Task objective: Output the records again verbatim.

Material supplied: Begin

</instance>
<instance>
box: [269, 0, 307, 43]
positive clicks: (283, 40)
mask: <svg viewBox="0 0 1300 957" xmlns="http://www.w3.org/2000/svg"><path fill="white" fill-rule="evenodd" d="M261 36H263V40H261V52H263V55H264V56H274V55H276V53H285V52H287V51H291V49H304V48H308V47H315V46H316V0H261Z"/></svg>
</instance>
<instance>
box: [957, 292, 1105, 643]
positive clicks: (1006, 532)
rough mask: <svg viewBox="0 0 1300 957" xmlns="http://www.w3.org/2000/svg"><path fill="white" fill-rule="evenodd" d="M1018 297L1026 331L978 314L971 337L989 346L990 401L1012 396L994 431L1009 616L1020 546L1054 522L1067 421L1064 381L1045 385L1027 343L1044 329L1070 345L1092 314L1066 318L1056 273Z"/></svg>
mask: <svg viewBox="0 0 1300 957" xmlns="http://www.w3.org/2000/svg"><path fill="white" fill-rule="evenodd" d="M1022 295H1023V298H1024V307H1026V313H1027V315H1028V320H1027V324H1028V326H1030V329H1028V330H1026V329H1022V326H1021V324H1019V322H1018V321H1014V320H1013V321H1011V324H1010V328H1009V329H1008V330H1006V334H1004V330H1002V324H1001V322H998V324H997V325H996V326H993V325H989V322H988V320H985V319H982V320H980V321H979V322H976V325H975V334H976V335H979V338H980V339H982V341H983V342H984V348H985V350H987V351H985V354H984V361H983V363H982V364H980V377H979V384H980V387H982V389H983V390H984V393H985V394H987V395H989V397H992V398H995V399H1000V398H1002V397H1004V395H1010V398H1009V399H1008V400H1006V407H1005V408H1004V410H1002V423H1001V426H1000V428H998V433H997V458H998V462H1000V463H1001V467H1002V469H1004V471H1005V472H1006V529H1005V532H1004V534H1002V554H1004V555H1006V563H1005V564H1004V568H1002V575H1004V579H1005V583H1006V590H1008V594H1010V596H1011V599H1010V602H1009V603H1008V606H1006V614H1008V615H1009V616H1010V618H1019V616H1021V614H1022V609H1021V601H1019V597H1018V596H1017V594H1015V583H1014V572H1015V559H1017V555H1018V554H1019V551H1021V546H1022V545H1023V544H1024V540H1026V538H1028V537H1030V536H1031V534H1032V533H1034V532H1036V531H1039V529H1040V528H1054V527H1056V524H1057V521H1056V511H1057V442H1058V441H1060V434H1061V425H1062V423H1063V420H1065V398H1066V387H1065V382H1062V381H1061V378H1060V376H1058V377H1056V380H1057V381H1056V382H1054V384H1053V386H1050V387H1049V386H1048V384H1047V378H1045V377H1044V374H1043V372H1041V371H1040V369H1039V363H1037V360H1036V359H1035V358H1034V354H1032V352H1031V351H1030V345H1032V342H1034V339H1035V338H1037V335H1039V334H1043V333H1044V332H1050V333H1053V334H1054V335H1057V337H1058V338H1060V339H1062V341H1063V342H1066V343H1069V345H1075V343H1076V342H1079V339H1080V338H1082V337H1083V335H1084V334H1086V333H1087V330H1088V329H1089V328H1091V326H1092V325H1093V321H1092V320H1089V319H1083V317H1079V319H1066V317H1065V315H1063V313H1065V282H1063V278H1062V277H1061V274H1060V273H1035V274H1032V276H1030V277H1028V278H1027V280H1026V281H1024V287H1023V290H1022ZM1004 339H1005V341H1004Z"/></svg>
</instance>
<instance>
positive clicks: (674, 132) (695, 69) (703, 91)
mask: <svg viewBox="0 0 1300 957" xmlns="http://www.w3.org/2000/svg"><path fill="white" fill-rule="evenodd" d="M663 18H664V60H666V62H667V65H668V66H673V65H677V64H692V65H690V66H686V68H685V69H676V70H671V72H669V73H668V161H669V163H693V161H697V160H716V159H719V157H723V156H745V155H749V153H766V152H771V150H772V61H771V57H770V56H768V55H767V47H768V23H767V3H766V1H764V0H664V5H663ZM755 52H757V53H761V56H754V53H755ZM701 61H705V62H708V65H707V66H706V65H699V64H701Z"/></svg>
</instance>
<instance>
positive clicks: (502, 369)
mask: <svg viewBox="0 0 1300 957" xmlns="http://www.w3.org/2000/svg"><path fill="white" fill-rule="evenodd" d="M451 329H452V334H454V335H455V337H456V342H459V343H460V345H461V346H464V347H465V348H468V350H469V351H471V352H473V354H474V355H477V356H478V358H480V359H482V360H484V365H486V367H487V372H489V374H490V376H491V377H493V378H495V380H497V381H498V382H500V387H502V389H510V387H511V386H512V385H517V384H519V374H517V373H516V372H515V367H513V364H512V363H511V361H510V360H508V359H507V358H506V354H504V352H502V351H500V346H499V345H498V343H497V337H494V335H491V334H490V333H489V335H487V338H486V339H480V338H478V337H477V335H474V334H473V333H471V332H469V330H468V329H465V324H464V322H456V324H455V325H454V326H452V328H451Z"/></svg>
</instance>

Material supplied: End

Your response:
</instance>
<instance>
box: [269, 0, 307, 43]
positive clicks: (283, 40)
mask: <svg viewBox="0 0 1300 957" xmlns="http://www.w3.org/2000/svg"><path fill="white" fill-rule="evenodd" d="M261 36H263V40H261V52H263V55H264V56H274V55H276V53H285V52H287V51H291V49H304V48H308V47H315V46H316V0H261Z"/></svg>
</instance>
<instance>
box: [957, 292, 1105, 643]
positive clicks: (1006, 532)
rough mask: <svg viewBox="0 0 1300 957" xmlns="http://www.w3.org/2000/svg"><path fill="white" fill-rule="evenodd" d="M1018 297L1026 331L978 314L971 337L989 346L990 401L1012 396L994 431L1009 616L1020 546L1054 522L1067 421L1064 381L1045 385L1027 343L1044 329L1070 345L1092 314L1066 318L1056 273Z"/></svg>
mask: <svg viewBox="0 0 1300 957" xmlns="http://www.w3.org/2000/svg"><path fill="white" fill-rule="evenodd" d="M1022 295H1023V298H1024V307H1026V313H1027V315H1028V320H1027V324H1028V326H1030V329H1028V330H1026V329H1022V326H1021V324H1019V322H1018V321H1014V320H1013V321H1011V324H1010V328H1009V329H1008V330H1006V334H1004V330H1002V324H1001V322H998V324H997V325H996V326H993V325H989V322H988V320H985V319H982V320H980V321H979V322H976V325H975V334H976V335H979V338H980V339H982V341H983V342H984V348H985V350H987V351H985V354H984V361H983V363H982V364H980V377H979V384H980V387H982V389H983V390H984V393H985V394H987V395H989V397H992V398H995V399H1000V398H1002V397H1004V395H1010V398H1009V399H1008V400H1006V407H1005V408H1004V410H1002V423H1001V426H1000V428H998V433H997V458H998V462H1000V463H1001V467H1002V469H1004V471H1005V472H1006V529H1005V532H1004V534H1002V554H1004V555H1006V563H1005V564H1004V568H1002V575H1004V579H1005V583H1006V590H1008V594H1010V596H1011V599H1010V602H1009V603H1008V606H1006V614H1008V615H1009V616H1010V618H1019V616H1021V614H1022V609H1021V601H1019V597H1018V596H1017V594H1015V583H1014V572H1015V559H1017V555H1018V554H1019V551H1021V546H1022V545H1023V544H1024V540H1026V538H1028V537H1030V536H1031V534H1032V533H1034V532H1036V531H1039V529H1040V528H1054V527H1056V524H1057V521H1056V511H1057V442H1058V441H1060V434H1061V425H1062V423H1063V420H1065V398H1066V387H1065V382H1062V381H1061V378H1060V376H1058V377H1056V380H1057V381H1056V382H1054V384H1053V386H1050V387H1049V386H1048V384H1047V378H1045V377H1044V374H1043V372H1041V371H1040V369H1039V363H1037V360H1036V359H1035V358H1034V354H1032V352H1031V351H1030V345H1032V342H1034V339H1035V338H1037V335H1039V334H1043V333H1044V332H1050V333H1053V334H1054V335H1057V337H1058V338H1060V339H1062V341H1063V342H1066V343H1069V345H1075V343H1076V342H1079V339H1080V338H1082V337H1083V335H1084V334H1086V333H1087V330H1088V329H1089V328H1091V326H1092V325H1093V321H1092V320H1089V319H1083V317H1079V319H1066V317H1065V315H1063V313H1065V282H1063V278H1062V277H1061V274H1060V273H1035V274H1032V276H1030V277H1028V278H1027V280H1026V281H1024V287H1023V290H1022ZM1004 339H1005V341H1004Z"/></svg>
</instance>
<instance>
positive clicks: (674, 132) (695, 69) (703, 91)
mask: <svg viewBox="0 0 1300 957" xmlns="http://www.w3.org/2000/svg"><path fill="white" fill-rule="evenodd" d="M663 18H664V60H666V62H667V65H668V66H673V65H677V64H692V65H690V66H686V68H685V69H676V70H671V72H669V73H668V161H669V163H693V161H697V160H716V159H719V157H723V156H745V155H749V153H766V152H771V150H772V61H771V57H770V56H768V55H767V47H768V23H767V3H766V1H764V0H664V5H663ZM755 52H757V53H761V56H754V53H755ZM701 61H705V62H708V65H707V66H706V65H699V64H701Z"/></svg>
</instance>
<instance>
positive clicks: (502, 369)
mask: <svg viewBox="0 0 1300 957" xmlns="http://www.w3.org/2000/svg"><path fill="white" fill-rule="evenodd" d="M451 329H452V334H454V335H455V337H456V342H459V343H460V345H461V346H464V347H465V348H468V350H469V351H471V352H473V354H474V355H477V356H478V358H480V359H482V360H484V365H486V367H487V372H489V374H490V376H491V377H493V378H495V380H497V381H498V382H500V387H502V389H510V387H511V386H512V385H517V384H519V374H517V373H516V372H515V367H513V364H512V363H511V361H510V360H508V359H507V358H506V354H504V352H502V351H500V346H499V345H498V343H497V337H494V335H491V334H490V333H489V335H487V338H486V339H480V338H478V337H477V335H474V334H473V333H471V332H469V330H468V329H465V324H464V322H456V324H455V325H454V326H452V328H451Z"/></svg>
</instance>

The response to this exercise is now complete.